Exercise inputs:
────────────────────
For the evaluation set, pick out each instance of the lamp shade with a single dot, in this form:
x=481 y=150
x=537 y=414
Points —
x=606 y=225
────────────────────
Work required: Transcribe the whole listing exactly.

Task answer:
For the evaluation set, pick out each instance of the lamp shade with a single dot, in this form:
x=481 y=150
x=537 y=414
Points —
x=606 y=225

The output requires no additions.